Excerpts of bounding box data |
begin
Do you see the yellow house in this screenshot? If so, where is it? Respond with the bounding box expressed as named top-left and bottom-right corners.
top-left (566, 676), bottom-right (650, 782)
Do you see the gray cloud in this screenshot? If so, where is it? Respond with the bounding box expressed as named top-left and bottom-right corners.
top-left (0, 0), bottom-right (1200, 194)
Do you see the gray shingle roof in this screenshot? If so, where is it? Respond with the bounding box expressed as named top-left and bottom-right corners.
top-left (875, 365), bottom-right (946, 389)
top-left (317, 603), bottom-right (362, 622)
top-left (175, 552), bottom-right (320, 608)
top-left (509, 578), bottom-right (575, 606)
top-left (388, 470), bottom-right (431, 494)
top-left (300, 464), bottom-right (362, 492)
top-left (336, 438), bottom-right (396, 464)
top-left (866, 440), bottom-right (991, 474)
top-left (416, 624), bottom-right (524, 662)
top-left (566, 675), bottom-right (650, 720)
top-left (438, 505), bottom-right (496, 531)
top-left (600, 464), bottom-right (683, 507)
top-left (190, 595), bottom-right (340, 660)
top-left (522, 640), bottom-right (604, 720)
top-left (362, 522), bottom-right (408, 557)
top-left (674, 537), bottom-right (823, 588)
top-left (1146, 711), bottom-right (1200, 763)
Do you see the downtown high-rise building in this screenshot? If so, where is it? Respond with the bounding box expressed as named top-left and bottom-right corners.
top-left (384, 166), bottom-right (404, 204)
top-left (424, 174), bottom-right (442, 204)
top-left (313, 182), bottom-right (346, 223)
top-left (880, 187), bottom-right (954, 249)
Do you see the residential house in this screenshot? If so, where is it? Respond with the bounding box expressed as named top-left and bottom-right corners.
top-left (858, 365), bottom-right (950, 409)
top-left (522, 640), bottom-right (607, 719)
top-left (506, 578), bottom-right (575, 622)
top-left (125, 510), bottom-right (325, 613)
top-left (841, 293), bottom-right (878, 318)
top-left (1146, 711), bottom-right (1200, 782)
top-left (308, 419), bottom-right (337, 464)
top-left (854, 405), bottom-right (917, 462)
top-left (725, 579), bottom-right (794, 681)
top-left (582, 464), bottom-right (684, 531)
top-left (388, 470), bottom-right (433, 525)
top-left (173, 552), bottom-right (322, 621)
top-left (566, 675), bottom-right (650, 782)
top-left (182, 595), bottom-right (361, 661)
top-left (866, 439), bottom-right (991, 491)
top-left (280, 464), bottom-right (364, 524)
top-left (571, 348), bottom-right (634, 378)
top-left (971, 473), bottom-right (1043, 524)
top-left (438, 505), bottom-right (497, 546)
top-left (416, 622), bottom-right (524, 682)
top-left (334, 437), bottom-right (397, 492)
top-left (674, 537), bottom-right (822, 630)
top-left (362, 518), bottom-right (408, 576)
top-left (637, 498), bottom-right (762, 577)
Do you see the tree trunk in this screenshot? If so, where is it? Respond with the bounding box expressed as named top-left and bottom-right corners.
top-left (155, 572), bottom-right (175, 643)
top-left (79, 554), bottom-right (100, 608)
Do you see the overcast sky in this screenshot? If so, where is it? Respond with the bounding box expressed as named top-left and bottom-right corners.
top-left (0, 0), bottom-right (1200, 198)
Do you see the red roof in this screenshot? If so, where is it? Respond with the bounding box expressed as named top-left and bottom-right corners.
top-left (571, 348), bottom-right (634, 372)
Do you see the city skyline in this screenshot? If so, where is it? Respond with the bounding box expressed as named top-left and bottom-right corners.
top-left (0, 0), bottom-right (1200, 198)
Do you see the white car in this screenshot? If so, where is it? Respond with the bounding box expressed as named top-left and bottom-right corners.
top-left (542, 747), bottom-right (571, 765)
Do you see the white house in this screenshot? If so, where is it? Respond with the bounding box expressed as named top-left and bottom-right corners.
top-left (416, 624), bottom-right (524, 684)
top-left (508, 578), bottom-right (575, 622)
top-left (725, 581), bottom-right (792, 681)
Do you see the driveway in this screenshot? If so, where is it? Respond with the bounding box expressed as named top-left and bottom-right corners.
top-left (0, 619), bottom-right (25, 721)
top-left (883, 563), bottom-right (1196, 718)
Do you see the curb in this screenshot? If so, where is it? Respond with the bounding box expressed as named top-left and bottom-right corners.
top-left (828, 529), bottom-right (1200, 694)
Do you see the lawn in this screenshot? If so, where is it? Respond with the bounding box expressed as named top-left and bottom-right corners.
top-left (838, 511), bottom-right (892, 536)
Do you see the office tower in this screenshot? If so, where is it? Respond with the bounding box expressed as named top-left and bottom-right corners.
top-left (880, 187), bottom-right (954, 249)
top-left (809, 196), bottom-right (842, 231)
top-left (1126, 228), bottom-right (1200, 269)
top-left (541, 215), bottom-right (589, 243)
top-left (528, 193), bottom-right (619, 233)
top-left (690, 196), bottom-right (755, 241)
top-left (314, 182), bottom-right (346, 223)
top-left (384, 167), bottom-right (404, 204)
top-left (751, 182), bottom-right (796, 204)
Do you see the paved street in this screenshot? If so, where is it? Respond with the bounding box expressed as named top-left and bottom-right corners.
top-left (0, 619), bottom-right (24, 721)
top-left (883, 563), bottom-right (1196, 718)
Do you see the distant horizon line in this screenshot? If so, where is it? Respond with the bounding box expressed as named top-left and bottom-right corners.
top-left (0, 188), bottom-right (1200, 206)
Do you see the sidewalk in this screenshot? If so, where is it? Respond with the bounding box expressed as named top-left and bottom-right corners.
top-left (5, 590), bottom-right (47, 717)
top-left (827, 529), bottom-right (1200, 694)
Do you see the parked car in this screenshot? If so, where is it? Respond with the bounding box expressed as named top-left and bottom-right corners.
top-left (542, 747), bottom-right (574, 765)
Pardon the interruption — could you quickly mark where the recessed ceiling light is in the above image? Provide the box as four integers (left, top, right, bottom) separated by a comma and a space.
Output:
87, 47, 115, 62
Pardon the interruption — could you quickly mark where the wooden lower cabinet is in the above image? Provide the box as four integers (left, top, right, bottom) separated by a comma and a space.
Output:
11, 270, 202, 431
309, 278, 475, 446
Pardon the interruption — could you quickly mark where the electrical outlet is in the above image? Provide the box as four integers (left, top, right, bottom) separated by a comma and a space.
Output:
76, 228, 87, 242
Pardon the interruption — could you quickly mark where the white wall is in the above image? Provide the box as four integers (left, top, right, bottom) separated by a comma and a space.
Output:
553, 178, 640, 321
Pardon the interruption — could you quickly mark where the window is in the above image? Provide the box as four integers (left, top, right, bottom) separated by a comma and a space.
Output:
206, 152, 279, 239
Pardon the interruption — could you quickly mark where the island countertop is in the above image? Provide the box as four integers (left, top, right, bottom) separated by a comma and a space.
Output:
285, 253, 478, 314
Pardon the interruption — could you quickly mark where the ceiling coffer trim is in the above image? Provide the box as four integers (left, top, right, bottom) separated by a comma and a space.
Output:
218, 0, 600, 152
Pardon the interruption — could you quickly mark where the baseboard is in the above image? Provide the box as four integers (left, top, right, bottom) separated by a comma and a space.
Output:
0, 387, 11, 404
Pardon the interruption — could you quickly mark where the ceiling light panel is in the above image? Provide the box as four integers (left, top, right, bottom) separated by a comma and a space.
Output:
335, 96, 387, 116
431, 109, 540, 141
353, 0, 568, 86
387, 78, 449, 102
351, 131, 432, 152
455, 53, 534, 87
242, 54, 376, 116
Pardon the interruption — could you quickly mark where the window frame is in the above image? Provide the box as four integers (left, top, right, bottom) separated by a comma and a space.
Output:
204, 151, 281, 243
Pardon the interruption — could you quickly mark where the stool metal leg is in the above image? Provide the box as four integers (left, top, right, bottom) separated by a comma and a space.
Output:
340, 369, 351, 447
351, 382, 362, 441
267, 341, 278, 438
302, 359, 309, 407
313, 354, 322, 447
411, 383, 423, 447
end
BRIEF |
Render the lines of the data above as a JSON list of strings, one string per line and no blank lines, beginning with the line containing "Do you see the red" and continuing through the line containing "top-left (571, 348), bottom-right (634, 372)".

EXERCISE SOLUTION |
[
  "Do you see the red roof in this screenshot? If so, where is it? Respond with the bounding box expressed as named top-left and bottom-right corners.",
  "top-left (571, 348), bottom-right (634, 372)"
]